Excerpt to read

- - - - -

As with most British sitcoms in 1973, Some Mothers Do ‘Ave ‘Em used videotape for its interiors, mostly shot in a studio in front of an audience, and 16mm film for its exteriors, played into the studio during the main recording in order to get the studio audience’s reaction. Personally, I don’t find the change from film to videotape as Frank enters the shop clumsy. In fact, I rather like it – it’s like Frank is crashing back into “reality” at the end of the sequence.1
But hey, judge for yourself:
There is, however, one instance of Some Mothers Do ‘Ave ‘Em cutting between film and video which I really do find horrendously awkward. The opening of “Jessica’s First Christmas”, broadcast on the 25th December 1974, is mainly VT material shot at Television Centre… but with inserts of baby Jessica, clearly shot on film:
If you read this scene in a particular way, as the film shots of Jessica are right next to the film panning across all the houses, it unintentionally looks like Jessica has been bunged outside in the dark by an uncaring Frank and Betty. Bastards.
So what’s going on here? For the answer, let’s turn to TV’s Greatest Hits, broadcast on BBC One on the 6th August 1999. Billed as “Gaby Roslin delves into the annals of television history”, this particular episode included an interview with Emma Ware – daughter of camera operator Peter Ware – who played baby Jessica in “Jessica’s First Christmas”:
GABY ROSLIN: What was he [Crawford] like to work with?
EMMA WARE: I’ve never met him. It was all filmed at my parents house. My dad was the senior cameraman on the show, and they just needed a baby, and I was there. That was it.
GABY ROSLIN: But you were never actually in the studio with them?
EMMA WARE: Never. It was all shot at home in my parent’s front room.

- - - - -

Information provided
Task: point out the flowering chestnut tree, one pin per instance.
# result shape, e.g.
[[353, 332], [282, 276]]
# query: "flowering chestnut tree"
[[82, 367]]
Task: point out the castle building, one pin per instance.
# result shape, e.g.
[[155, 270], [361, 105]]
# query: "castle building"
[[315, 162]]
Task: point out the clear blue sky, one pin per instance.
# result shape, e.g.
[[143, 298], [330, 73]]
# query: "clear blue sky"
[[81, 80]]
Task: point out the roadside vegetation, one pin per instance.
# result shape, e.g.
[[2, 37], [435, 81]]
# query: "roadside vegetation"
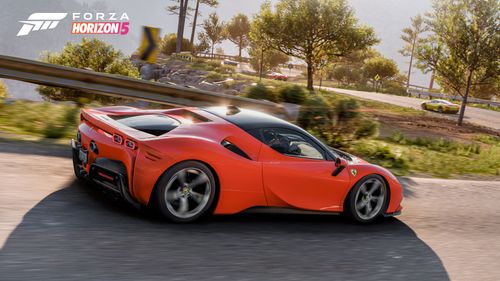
[[40, 119]]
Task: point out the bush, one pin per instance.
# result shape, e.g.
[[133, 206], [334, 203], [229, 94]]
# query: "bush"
[[394, 88], [261, 92], [383, 155], [169, 42], [440, 144], [315, 113], [292, 94], [40, 119], [367, 128], [347, 109], [214, 76]]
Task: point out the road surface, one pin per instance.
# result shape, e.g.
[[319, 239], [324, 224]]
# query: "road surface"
[[53, 228], [478, 116]]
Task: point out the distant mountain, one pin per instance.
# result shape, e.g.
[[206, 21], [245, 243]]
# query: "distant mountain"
[[388, 17]]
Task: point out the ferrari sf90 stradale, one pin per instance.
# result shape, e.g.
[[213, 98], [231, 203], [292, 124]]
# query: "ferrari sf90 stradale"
[[192, 162]]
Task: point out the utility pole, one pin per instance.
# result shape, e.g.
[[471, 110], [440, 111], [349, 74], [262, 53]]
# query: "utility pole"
[[180, 25], [194, 22]]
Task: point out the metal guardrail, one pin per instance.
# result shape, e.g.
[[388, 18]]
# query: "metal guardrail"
[[121, 86], [221, 57], [419, 94]]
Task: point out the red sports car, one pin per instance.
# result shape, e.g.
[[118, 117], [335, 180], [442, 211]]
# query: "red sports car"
[[192, 162]]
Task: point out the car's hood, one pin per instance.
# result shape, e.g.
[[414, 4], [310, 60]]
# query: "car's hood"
[[347, 156]]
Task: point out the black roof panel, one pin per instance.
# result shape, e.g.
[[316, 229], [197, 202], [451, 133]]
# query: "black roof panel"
[[249, 119]]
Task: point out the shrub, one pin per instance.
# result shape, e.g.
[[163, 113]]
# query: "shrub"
[[261, 92], [367, 128], [383, 156], [347, 109], [169, 42], [440, 144], [214, 76], [315, 112], [293, 94]]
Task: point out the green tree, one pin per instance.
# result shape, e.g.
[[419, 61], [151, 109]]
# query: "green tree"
[[379, 70], [169, 42], [214, 30], [270, 58], [346, 74], [463, 48], [203, 44], [3, 90], [92, 54], [311, 29], [411, 36], [237, 31], [209, 3]]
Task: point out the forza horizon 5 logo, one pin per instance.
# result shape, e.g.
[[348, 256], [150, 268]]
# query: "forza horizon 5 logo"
[[83, 23]]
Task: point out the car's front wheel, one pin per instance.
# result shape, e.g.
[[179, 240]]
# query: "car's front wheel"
[[367, 200], [186, 192]]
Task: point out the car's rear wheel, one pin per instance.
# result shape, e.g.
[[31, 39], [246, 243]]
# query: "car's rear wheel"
[[367, 200], [186, 192], [77, 165]]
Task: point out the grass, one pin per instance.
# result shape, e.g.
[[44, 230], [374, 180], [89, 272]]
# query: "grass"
[[47, 120], [445, 158]]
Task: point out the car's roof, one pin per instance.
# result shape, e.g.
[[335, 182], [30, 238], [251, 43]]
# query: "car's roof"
[[443, 101], [248, 119]]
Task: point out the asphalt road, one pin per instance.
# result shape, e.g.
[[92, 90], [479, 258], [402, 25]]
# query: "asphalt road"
[[53, 228], [478, 116]]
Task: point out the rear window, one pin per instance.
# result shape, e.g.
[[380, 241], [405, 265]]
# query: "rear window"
[[154, 124]]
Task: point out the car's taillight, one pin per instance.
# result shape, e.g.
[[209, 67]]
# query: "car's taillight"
[[118, 139], [130, 144]]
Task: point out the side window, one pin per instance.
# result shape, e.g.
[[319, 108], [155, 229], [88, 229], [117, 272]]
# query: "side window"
[[290, 143]]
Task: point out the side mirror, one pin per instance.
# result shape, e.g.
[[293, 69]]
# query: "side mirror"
[[340, 164]]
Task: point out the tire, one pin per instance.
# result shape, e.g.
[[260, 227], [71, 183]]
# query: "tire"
[[361, 198], [76, 164], [186, 192]]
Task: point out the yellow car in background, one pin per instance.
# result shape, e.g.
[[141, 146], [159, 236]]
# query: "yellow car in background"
[[441, 106]]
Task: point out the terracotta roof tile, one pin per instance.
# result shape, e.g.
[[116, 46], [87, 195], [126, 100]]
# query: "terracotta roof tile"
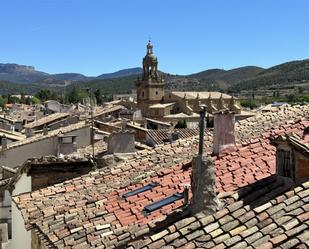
[[98, 195]]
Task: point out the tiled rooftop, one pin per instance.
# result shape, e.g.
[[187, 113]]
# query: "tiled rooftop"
[[255, 125], [269, 215], [89, 210], [46, 120], [53, 133]]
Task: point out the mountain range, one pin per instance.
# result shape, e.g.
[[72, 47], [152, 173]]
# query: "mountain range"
[[15, 78]]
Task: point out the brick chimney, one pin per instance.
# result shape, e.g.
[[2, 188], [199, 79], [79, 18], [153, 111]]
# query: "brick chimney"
[[66, 144], [121, 142], [45, 130], [224, 131], [203, 177]]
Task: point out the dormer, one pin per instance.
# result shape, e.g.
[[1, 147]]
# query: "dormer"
[[292, 157], [66, 144]]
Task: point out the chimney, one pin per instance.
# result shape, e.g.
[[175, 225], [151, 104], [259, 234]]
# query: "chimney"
[[173, 136], [45, 130], [224, 131], [203, 186], [66, 144], [121, 142], [29, 132], [4, 142]]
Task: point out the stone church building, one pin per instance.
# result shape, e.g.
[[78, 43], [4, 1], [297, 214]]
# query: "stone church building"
[[155, 102]]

- - - - -

According to the excerpt about Some Mothers Do 'Ave 'Em, where were the shots of baby Jessica filmed? The material comes from a separate source.

Solution for this task
At Emma Ware's parents' house, in their front room.